# Stored data:
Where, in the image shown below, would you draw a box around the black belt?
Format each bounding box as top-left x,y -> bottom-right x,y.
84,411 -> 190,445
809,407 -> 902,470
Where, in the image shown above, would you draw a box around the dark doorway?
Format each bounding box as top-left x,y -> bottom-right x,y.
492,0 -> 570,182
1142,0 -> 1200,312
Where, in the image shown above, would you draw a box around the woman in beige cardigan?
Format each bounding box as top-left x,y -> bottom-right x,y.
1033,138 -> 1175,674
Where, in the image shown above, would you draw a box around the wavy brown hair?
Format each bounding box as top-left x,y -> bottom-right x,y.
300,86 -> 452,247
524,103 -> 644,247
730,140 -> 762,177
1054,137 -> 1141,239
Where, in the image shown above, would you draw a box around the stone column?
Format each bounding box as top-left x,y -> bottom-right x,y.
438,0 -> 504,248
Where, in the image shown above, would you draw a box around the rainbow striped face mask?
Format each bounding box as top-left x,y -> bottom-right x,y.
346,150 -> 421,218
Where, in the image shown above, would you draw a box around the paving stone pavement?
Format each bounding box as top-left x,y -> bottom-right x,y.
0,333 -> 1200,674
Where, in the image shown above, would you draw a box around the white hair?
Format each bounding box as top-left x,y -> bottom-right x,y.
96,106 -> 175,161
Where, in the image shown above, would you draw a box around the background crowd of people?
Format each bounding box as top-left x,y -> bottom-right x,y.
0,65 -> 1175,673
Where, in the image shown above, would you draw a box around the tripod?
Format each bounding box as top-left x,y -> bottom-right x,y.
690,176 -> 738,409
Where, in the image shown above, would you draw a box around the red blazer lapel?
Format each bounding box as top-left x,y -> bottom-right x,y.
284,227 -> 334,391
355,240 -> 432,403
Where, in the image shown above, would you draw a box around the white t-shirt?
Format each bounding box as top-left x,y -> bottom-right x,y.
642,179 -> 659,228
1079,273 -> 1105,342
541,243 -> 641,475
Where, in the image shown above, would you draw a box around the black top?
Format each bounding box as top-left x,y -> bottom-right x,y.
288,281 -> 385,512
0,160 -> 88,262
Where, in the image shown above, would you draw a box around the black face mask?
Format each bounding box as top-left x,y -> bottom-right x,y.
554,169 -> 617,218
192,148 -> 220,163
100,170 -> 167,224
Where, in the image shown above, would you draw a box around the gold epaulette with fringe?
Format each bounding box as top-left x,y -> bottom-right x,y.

# Aim:
Rewrite the lines between the one holding "wavy brown hair?" and the one holding "96,106 -> 175,161", inclusive, with "column" changed to "pillar" and nothing else altered.

# Right answer:
Where, in the image shown above, would you draw a box around the wavy brown hair?
Format each bounding box as top-left x,y -> bottom-right x,y.
300,86 -> 452,247
524,103 -> 644,247
730,140 -> 762,177
1054,137 -> 1141,239
Where, in the image shown above, would you draw a box around the stone pillar?
Format each bounding box as top-left x,y -> bottom-right x,y.
438,0 -> 504,248
Where, in the image shown above, would you draw a box around the rainbow striped face mask?
Format each bounding box as top-left x,y -> bottom-right x,y.
346,150 -> 421,218
Where, in the image shown above, would you draw a box around the paving stone pavement?
Format each bounding box as top-left x,y -> bottom-right x,y.
0,333 -> 1200,674
Where, in the image shown above, would you draw a box around the white hair?
Format each bounding box as top-left x,y -> bottom-right x,y.
96,106 -> 175,161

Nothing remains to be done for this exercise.